[[ Records for processing, beginning ]]

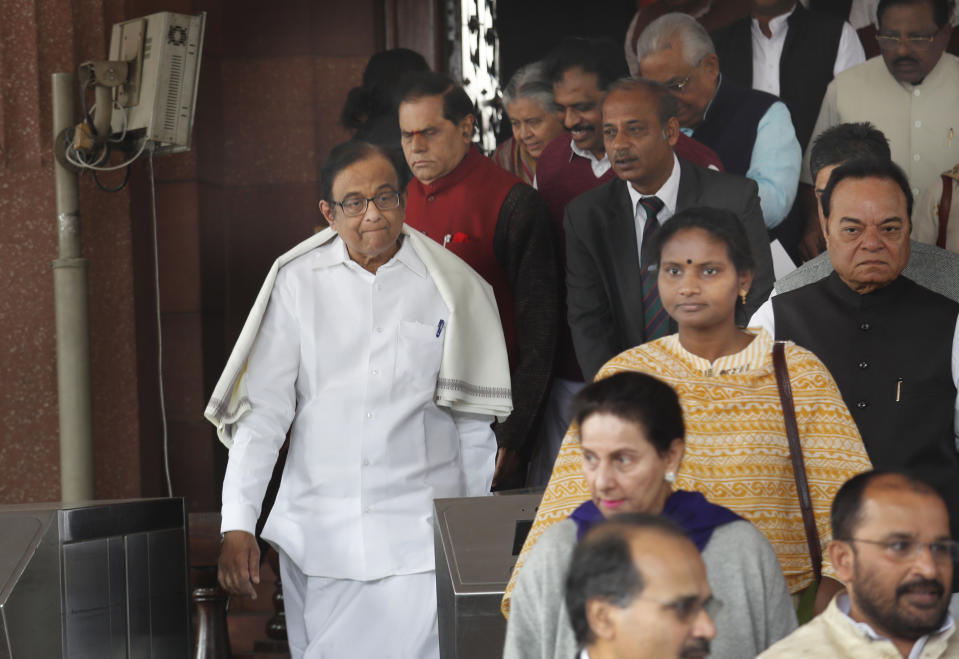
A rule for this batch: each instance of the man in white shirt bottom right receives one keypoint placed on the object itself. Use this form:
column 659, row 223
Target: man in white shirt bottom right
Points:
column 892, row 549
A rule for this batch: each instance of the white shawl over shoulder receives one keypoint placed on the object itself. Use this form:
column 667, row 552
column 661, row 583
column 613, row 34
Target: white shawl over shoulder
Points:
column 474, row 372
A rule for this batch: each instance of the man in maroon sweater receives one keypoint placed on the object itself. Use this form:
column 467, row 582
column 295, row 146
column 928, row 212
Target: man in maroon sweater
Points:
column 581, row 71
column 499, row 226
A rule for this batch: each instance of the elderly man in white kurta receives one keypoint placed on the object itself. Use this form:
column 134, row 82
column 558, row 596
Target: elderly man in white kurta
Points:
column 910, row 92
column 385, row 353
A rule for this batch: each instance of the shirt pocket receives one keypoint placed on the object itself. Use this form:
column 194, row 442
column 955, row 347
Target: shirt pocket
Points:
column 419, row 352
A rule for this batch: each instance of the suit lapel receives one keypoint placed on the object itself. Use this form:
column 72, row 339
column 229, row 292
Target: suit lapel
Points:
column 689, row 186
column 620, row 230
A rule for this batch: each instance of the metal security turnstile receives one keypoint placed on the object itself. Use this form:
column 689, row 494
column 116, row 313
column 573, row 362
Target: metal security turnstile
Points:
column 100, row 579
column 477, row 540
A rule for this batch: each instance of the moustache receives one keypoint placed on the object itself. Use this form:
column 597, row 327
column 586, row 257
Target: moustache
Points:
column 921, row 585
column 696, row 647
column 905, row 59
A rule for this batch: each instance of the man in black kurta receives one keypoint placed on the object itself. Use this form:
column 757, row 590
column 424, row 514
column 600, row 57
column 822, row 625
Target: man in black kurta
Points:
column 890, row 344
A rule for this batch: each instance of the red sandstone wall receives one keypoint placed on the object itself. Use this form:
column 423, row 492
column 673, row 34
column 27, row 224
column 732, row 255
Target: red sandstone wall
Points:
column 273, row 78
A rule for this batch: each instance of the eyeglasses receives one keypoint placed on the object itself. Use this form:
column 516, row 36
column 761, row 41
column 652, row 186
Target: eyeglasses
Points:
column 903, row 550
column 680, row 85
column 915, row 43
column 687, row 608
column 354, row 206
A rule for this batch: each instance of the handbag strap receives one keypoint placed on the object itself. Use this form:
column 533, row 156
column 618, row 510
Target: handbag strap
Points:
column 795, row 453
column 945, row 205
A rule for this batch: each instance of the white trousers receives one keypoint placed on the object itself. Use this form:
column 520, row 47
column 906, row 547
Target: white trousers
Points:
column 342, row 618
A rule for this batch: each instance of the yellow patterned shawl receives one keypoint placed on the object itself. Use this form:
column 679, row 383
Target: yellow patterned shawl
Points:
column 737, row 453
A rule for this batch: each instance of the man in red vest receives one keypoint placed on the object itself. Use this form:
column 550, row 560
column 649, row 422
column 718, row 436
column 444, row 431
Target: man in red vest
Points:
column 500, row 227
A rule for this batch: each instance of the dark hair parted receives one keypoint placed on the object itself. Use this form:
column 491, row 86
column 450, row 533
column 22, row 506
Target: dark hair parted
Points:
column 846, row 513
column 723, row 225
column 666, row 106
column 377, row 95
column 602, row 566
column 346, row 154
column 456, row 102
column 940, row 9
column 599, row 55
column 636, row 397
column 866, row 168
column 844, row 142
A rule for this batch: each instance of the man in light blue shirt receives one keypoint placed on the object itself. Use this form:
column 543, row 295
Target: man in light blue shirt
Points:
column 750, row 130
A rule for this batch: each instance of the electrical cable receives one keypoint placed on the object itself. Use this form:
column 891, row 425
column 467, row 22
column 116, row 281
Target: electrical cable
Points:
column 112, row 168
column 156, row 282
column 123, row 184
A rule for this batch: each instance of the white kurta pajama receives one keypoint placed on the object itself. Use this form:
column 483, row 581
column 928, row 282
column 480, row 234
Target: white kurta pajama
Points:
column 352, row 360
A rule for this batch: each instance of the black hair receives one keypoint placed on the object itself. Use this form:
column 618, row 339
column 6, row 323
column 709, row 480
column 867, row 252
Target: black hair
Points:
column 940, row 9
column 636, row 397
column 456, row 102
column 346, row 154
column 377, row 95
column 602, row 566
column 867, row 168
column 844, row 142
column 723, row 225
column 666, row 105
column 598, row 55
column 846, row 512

[[ Records for processing, end ]]

Go through the lines above and write each one out verbatim, skipping the pictures.

## [Answer space]
A rule for this batch: each instance of the man in white shirt bottom right receives one keypoint placed on the object itself. Use this form:
column 659, row 223
Target: man in white shirt bottom right
Points:
column 892, row 549
A rule for this batch: each instance of the white shawl over shoulder receives one keypoint placed on the object itself. Use this form:
column 667, row 552
column 661, row 583
column 613, row 34
Target: white shawl over shoulder
Points:
column 474, row 372
A rule for this batch: each instance of the man in maroon sweater receives one keypoint placed on the object itself. Use this form:
column 467, row 582
column 295, row 146
column 928, row 212
Target: man in maroon sweater
Points:
column 581, row 71
column 499, row 226
A rule for this batch: each instance of the elderly man in white kurta receives one keypoint placed on the object itself. Use this form:
column 134, row 82
column 558, row 596
Target: elderly man in white kurta
Points:
column 910, row 92
column 385, row 353
A rule for this batch: each instance of the shirt pocket receives one keypoint placed on the object itself. Use this form:
column 194, row 442
column 955, row 347
Target: shirt pocket
Points:
column 419, row 352
A rule for this batch: each instance of the suit lapel receives one keypoint placed on the object itself. Use this form:
column 72, row 339
column 229, row 292
Target: suit lapel
Points:
column 689, row 186
column 620, row 230
A rule for this batch: each instance of the metal security turnstile receives one keypoint placed on the object itself. Use this form:
column 689, row 494
column 116, row 313
column 573, row 362
Target: metal security turnstile
Points:
column 100, row 579
column 477, row 540
A rule for this batch: each instance of the moustache receives one keypoint placed on the object itself. Use this form:
column 597, row 327
column 586, row 257
Target: moustache
Points:
column 921, row 585
column 696, row 647
column 905, row 59
A rule for this batch: each instance of the man in black kurta receives one keypoint placed on the object itself. Use this form:
column 757, row 590
column 424, row 514
column 600, row 57
column 822, row 625
Target: man in black kurta
Points:
column 890, row 344
A rule for this batch: each instance of the red sandstone wall receives one keypoint placed on the object itself. Use this form:
column 423, row 492
column 673, row 34
column 27, row 224
column 732, row 255
Target: red sandstone wall
Points:
column 273, row 78
A rule for this batch: each instance of the eyeglasses receives one keypoint placed on the object itself. Use this form:
column 516, row 36
column 761, row 41
column 652, row 186
Target: eyeglasses
Points:
column 903, row 550
column 680, row 85
column 915, row 43
column 687, row 608
column 354, row 206
A rule for this batch: each instance of the handbag strap receives one keypoint placed on the object itself. Use this form:
column 533, row 156
column 618, row 510
Target: handbag strap
Points:
column 795, row 453
column 945, row 205
A rule for this batch: each instance of the white trousers receives one keypoint placed on the object itself. Use this form:
column 520, row 47
column 906, row 547
Target: white trousers
Points:
column 342, row 618
A rule for this batch: each instance of the yellow patterned shawl receives one keypoint placed on the object itself. Use this form:
column 679, row 383
Target: yellow patterned shawl
Points:
column 737, row 453
A rule for this batch: each instance of the man in red vest receives one keypoint placed on the object itself. Use this form:
column 550, row 560
column 649, row 422
column 718, row 436
column 444, row 431
Target: man in red vest
Points:
column 500, row 227
A rule for this batch: each instance of the dark hair parted receives one keypoint placed on the object itself. Use this form:
column 491, row 86
column 450, row 533
column 22, row 506
Target: dark hair parted
Points:
column 846, row 513
column 723, row 225
column 666, row 106
column 377, row 95
column 602, row 566
column 346, row 154
column 456, row 102
column 940, row 9
column 599, row 55
column 636, row 397
column 866, row 168
column 844, row 142
A rule for this batch: each instance of the man in light blue shirt receives one keypoint placed on the object itself. Use this form:
column 543, row 295
Target: man in light blue shirt
Points:
column 750, row 130
A rule for this batch: each instance of the electrical cable receives one keypoint placed on the object itself. Use this form:
column 891, row 425
column 467, row 22
column 116, row 281
Target: electrical cable
Points:
column 112, row 168
column 156, row 282
column 123, row 184
A rule for this batch: each instance of the white kurta pajama receives one keypoint placed on the object itself. Use this form:
column 483, row 581
column 928, row 282
column 480, row 234
Target: white kurta pajama
Points:
column 352, row 360
A rule for this batch: each instance of the black hair receives one keypoint placed on the object itself. Use this form:
column 618, row 339
column 6, row 323
column 709, row 480
column 867, row 252
Target: black hair
Points:
column 940, row 9
column 636, row 397
column 456, row 102
column 346, row 154
column 377, row 95
column 602, row 566
column 867, row 168
column 844, row 142
column 723, row 225
column 666, row 105
column 598, row 55
column 846, row 512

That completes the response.